● JOB: Edit the material below by replacing every "photo" with "image" and keeping everything else unchanged. Leave the pictures out of your answer.

● RECORDS SHOWN:
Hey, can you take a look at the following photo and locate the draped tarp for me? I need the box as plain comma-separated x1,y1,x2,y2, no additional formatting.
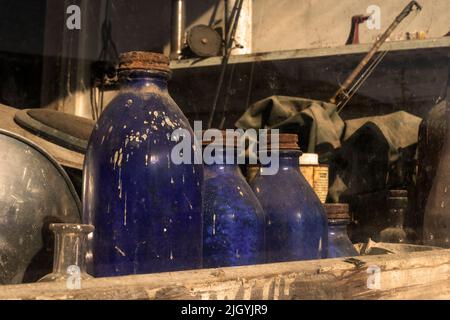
236,96,421,202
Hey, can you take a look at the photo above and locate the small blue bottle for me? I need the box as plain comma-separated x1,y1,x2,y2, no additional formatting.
250,134,328,262
203,132,265,268
324,203,359,258
83,52,203,277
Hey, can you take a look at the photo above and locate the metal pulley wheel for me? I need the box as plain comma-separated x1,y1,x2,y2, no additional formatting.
186,25,222,58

● CORRECT OUTPUT:
Hey, can you take a look at the following image and locate the draped tarp for me? I need the box as plain comma-separated x1,y1,x2,y2, no additional formatting.
236,96,421,202
Hey, can you take a look at the image above and locate the small blue bottle for me? I need the box as plain comma-separated x1,y1,x2,y2, no additional formatting.
250,134,328,262
203,132,265,268
324,203,359,258
83,52,203,277
Hey, can you take a look at the image above and locate the metal pulley wheel for me? I need the box as plain comma-separated x1,y1,x2,y2, no additional formatting.
186,25,222,58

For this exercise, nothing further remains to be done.